[START OF Listed records]
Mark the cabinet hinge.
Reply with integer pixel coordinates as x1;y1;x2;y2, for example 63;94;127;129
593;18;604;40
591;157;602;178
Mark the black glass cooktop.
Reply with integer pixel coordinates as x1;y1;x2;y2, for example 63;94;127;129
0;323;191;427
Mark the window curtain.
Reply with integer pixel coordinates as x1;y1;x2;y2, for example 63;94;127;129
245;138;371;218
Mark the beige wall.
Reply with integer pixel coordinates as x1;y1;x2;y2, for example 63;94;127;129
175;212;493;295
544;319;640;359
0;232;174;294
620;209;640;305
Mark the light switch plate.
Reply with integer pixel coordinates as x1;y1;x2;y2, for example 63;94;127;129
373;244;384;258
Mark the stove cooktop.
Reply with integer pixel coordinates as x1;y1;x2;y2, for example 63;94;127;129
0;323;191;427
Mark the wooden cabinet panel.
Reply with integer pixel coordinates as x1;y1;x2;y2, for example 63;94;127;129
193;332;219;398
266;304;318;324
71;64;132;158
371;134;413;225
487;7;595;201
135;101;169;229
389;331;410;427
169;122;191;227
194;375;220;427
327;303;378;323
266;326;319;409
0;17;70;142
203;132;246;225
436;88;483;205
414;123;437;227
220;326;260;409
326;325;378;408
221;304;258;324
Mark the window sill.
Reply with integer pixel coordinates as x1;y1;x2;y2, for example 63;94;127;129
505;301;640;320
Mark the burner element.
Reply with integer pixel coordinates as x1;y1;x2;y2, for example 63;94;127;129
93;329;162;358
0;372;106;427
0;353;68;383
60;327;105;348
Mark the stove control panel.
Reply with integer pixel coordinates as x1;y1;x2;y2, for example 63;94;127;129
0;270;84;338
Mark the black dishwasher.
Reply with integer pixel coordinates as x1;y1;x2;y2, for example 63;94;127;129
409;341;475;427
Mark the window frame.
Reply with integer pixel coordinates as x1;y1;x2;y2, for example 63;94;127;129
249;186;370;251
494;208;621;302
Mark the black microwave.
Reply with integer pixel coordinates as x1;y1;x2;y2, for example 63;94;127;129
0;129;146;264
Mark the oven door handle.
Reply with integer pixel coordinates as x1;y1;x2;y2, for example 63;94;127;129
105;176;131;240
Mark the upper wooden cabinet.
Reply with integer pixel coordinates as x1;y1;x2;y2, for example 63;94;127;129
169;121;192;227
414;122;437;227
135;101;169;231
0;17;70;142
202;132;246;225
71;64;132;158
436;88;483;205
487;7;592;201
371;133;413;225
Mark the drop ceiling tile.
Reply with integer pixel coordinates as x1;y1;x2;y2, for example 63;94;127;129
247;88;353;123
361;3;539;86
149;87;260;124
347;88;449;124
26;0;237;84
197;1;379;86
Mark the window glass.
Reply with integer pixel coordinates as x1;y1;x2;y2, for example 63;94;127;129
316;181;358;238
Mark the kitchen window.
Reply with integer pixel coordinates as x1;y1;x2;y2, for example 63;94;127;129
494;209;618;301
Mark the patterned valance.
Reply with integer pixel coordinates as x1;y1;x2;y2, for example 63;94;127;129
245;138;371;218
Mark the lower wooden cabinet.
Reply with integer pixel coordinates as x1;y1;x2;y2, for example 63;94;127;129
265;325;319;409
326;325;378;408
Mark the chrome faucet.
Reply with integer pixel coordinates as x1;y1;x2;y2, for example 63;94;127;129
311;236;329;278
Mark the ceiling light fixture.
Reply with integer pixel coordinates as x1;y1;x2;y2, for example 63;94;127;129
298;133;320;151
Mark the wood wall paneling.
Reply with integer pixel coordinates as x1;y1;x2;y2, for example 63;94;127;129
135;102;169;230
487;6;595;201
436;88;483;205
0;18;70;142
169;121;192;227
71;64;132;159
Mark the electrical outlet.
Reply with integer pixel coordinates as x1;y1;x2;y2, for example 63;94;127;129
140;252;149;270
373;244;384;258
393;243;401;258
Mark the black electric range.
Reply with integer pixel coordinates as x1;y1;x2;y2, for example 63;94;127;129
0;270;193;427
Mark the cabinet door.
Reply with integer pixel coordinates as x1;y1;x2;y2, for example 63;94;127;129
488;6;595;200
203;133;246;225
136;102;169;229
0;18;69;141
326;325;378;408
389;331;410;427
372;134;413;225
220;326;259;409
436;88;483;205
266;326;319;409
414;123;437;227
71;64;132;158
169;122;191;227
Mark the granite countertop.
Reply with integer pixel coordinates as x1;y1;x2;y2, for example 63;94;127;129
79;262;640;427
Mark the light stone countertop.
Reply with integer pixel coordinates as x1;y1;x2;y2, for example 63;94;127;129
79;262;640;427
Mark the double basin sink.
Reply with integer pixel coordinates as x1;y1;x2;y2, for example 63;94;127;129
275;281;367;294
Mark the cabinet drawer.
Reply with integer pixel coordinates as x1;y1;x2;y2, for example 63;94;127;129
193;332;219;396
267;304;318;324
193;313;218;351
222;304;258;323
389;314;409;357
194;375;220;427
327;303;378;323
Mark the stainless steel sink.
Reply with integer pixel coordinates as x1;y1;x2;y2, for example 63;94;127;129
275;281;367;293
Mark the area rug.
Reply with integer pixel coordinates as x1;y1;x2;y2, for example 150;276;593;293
[END OF Listed records]
* _Written exercise_: Rewrite every row above, replacing each occurrence of "Mark" with "Outline" and keeping all other text the same.

* _Output below_:
Outline the cabinet hinge.
Reply with integer pixel coordinates as x1;y1;x2;y2, for example 63;94;127;129
593;18;604;40
591;157;602;178
Outline the black glass cooktop.
Reply with integer pixel coordinates as x1;y1;x2;y2, for example 63;94;127;129
0;323;191;427
Outline the window curtain.
Reply with integer pixel coordinates as x1;y1;x2;y2, for example 63;94;127;129
245;138;371;218
Outline the beige wall.
Reply with integer pixel coordinates as x1;y1;x2;y2, for example 63;94;127;129
175;212;493;295
544;319;640;359
0;232;174;294
620;209;640;305
Outline the light switch plate.
Reply with integer pixel coordinates as x1;y1;x2;y2, for example 63;94;127;129
373;244;384;258
Outline the stove cooktop.
Reply with integer pixel coordinates as x1;y1;x2;y2, for example 63;94;127;129
0;323;191;427
Outline the wooden cabinet panel.
Reply with integer pixel coordinates as x1;y1;x2;y2, for example 63;94;127;129
193;332;219;398
266;304;318;324
71;64;132;158
371;134;413;225
487;7;595;201
135;101;169;229
389;331;410;427
169;122;191;227
194;375;220;427
327;303;378;323
266;326;319;409
0;17;70;142
203;132;246;225
436;88;483;205
414;123;437;227
220;326;260;409
326;325;378;408
221;304;258;324
Outline the window sill.
Reply with integer pixel coordinates as x1;y1;x2;y2, for example 63;94;127;129
505;301;640;320
Outline the burner element.
Reply with integer pixel coordinates as x1;y1;x2;y2, for example 63;94;127;129
93;329;162;358
0;372;106;427
0;353;68;383
60;327;105;348
Outline the stove control panel.
Reply with integer pixel coordinates as x1;y1;x2;y2, for example 63;94;127;129
0;270;84;338
Outline the black dishwasher.
Reply with integer pixel coordinates as x1;y1;x2;y2, for example 63;94;127;129
409;341;475;427
Outline the window frame.
Reply with integer pixel coordinates as x1;y1;x2;y2, for example 63;94;127;129
249;186;370;251
494;208;621;302
Outline the black microwave.
Reply with integer pixel coordinates as x1;y1;x2;y2, for example 63;94;127;129
0;129;146;264
Outline the oven door handle.
Reply with integer pixel coordinates as x1;y1;x2;y2, for example 63;94;127;129
105;176;131;240
Outline the upper wooden cabinet.
Reply with integer pixel coordinates as x1;y1;x2;y2, for example 63;94;127;129
169;121;192;227
414;122;437;227
135;101;169;231
0;17;70;142
202;132;246;225
71;64;132;158
436;88;483;205
487;7;592;201
371;133;413;225
Outline the drop ceiling tile.
Reply with integer pixel coordinates as x1;y1;x2;y2, for example 63;94;127;129
247;88;353;123
361;3;539;86
149;87;260;124
347;88;449;124
26;0;237;84
197;1;379;86
Outline the window glass.
Reply with integer pixel coordinates as x1;y1;x2;y2, for example 63;94;127;129
316;181;358;238
Outline the kitchen window.
Reply with integer pixel coordinates as x1;y1;x2;y2, for example 63;94;127;129
494;209;618;301
Outline the patterned valance.
Reply with integer pixel coordinates as x1;y1;x2;y2, for example 63;94;127;129
245;138;371;218
Outline the lower wooden cabinet.
Reply with integer pixel coordinates as x1;y1;x2;y2, for example 63;94;127;129
265;325;319;409
326;325;378;408
Outline the chrome faucet.
Reply with integer pixel coordinates as x1;y1;x2;y2, for example 63;94;127;129
311;236;329;278
Outline the ceiling light fixture.
Reply with integer pixel coordinates as x1;y1;x2;y2, for example 63;94;127;129
298;133;320;151
Outline the wood wall paneling.
Reply with integer pixel coordinates as x1;y1;x2;y2, for example 63;94;127;129
135;102;169;230
487;6;595;201
436;88;483;205
0;18;70;142
169;121;192;227
71;64;132;159
Outline the electrical outlet.
Reply with integer pixel coordinates as x1;y1;x2;y2, for example 63;94;127;129
140;252;149;270
373;244;384;258
393;243;401;258
Outline the black electric range.
Reply with integer pixel coordinates as x1;y1;x2;y2, for example 63;94;127;129
0;270;193;427
Outline the cabinet door.
Reply with integer pixel coordinates as x1;y1;x2;y2, for example 63;94;127;129
488;6;595;200
203;133;246;225
136;102;169;229
0;18;69;141
326;325;378;408
389;331;410;427
372;134;413;225
220;326;259;409
436;88;483;205
266;326;319;409
414;123;437;227
71;64;132;158
169;122;191;227
Outline the granite countertop.
Reply with integer pixel coordinates as x1;y1;x2;y2, for example 63;94;127;129
79;262;640;427
Outline the light stone countertop.
Reply with integer pixel coordinates as x1;y1;x2;y2, for example 63;94;127;129
79;262;640;427
Outline the double basin sink.
Reply with integer pixel coordinates as x1;y1;x2;y2, for example 63;94;127;129
275;281;367;294
Outline the cabinet drawer.
Reply with integer pixel coordinates as x1;y1;x2;y2, for example 63;94;127;129
193;332;219;396
267;304;318;324
193;313;218;351
222;304;258;323
389;314;409;357
194;375;220;427
327;303;378;323
Outline the stainless steel sink.
Reply with integer pixel coordinates as x1;y1;x2;y2, for example 63;94;127;129
275;281;367;293
Outline the area rug.
Reply with integer pixel coordinates as x1;y1;x2;y2, for example 150;276;593;293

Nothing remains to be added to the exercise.